» **Texte sélectionné**:
▶
Même dans un modèle fondé sur le paiement en espèces, chaque course aurait pu — et dû — être enregistrée numériquement, permettant un suivi en temps réel et une transparence sur les recettes quotidiennes.

La seule brique technologique opérationnelle reste un tracker GPS — utile pour surveiller, mais pas pour structurer.

De cela découle une gestion jugée opaque et arbitraire, véritable source de tension. 

Sans outil digital dédié, les versements journaliers (20 000 FCFA) sont perçus comme rigides et parfois injustes de la part des chauffeurs. En cas de panne, d’imprévu ou de baisse d’activité, le système n’intègre aucun ajustement.

Par ailleurs, l’absence de suivi automatisé limite la transparence : ni le chauffeur, ni la structure ne disposent d’un tableau de bord partagé pour visualiser les flux, les performances ou les frais réels.


Les rémunérations, les sanctions et les décisions se prennent donc sur une base partiellement subjective, ce qui fragilise la relation de confiance entre les parties.

Ce qu’un système digitalisé plus optimal aurait permis

Un projet de cette envergure, s’il avait intégré la technologie dès sa conception, aurait pu atteindre plusieurs objectifs simultanés :

  • Gestion automatisée et transparente des paiements

L’intégration de paiements numériques (via mobile money) permettrait de contourner totalement la manipulation d’espèces par les chauffeurs. Les recettes seraient directement versées sur un compte mobile money de la direction, sécurisant les flux financiers et réduisant les risques de fraude.

Ce système renforcerait aussi la qualité de service : les chauffeurs, n’ayant plus à gérer l’argent directement, seraient incités à soigner leur relation client pour maximiser les pourboires — introduisant ainsi une logique d’incitation positive.

  • Reversement automatique selon un contrat prédéfini

    En remplaçant le forfait fixe par un mécanisme de reversement proportionnel ou hybride (forfait + pourcentage), le modèle s’ajusterait à l’activité réelle du véhicule. Cela permettrait d’éviter les situations perçues comme injustes. Le système devient plus agile, moins punitif, et donc plus soutenable.
  • Tableaux de bord partagés pour la transparence

    Une plateforme numérique donnerait accès à des tableaux de bord dédiés à chaque acteur : les chauffeurs suivent leurs recettes, les superviseurs vérifient les performances en temps réel, et les régulateurs peuvent contrôler l’ensemble de l’écosystème, avec une vision consolidée et traçable.
  • Justice sociale ciblée


Le projet aurait pu intégrer un système de cartes prépayées ou subventionnées (par exemple sous forme de cartes NFC), distribuées à des publics vulnérables : étudiants, mères célibataires, personnes âgées. Ces cartes auraient permis de bénéficier de trajets gratuits ou à tarif réduit, dans une limite définie et avec un suivi transparent.

Ce soutien aurait pu s’adapter selon les besoins : plus d’aides pendant les heures de pointe, dans certaines zones peu desservies, ou pour certaines situations sociales précises.

🔹 Régulation tarifaire équitable

Une plainte revient souvent : certains chauffeurs refusent les petites courses à 200 ou 300 FCFA, estimant qu’elles ne leur rapportent rien.
◀
» **Tâches à réaliser**:
- a) Veuillez transcrire le passage du texte sur la gestion des chauffeurs en commençant par « Le projet aurait » et en continuant jusqu'à « leur rapportent rien. ».
- b) D'après le texte sur la gestion des chauffeurs, à combien s'élèvent les versements journaliers ?

Données de localisation d'un point par instance
▶
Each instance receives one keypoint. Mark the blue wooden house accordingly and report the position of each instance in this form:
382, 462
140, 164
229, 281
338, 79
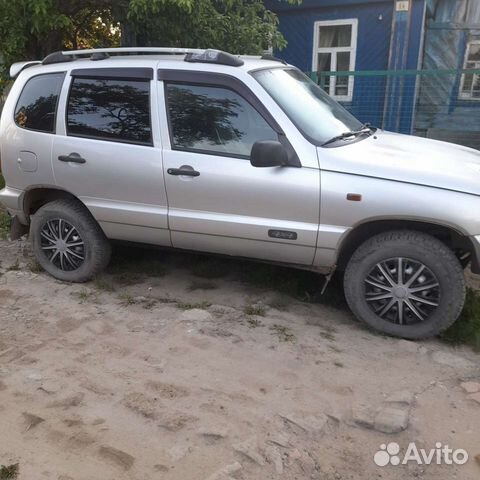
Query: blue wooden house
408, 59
◀
▶
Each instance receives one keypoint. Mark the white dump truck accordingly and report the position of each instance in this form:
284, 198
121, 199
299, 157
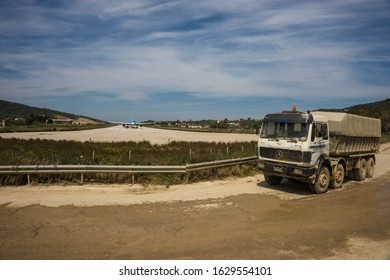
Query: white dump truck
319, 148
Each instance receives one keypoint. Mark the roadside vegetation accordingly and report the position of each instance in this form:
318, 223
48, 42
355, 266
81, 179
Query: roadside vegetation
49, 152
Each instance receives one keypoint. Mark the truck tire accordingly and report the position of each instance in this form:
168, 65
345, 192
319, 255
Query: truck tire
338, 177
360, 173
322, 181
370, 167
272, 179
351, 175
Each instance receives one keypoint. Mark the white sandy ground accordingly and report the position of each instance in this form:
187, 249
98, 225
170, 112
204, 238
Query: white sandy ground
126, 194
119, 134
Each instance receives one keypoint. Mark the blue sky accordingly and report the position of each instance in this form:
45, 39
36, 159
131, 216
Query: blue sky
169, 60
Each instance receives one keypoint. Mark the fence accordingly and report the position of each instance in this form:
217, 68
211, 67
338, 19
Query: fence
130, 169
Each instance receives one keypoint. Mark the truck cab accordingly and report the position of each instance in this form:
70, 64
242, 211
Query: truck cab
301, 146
◀
» **Solutions par tâche**:
- a)
Le projet aurait pu intégrer un système de cartes prépayées ou subventionnées (par exemple sous forme de cartes NFC), distribuées à des publics vulnérables : étudiants, mères célibataires, personnes âgées. Ces cartes auraient permis de bénéficier de trajets gratuits ou à tarif réduit, dans une limite définie et avec un suivi transparent.

Ce soutien aurait pu s’adapter selon les besoins : plus d’aides pendant les heures de pointe, dans certaines zones peu desservies, ou pour certaines situations sociales précises.

🔹 Régulation tarifaire équitable

Une plainte revient souvent : certains chauffeurs refusent les petites courses à 200 ou 300 FCFA, estimant qu’elles ne leur rapportent rien.

- b) 20 000 FCFA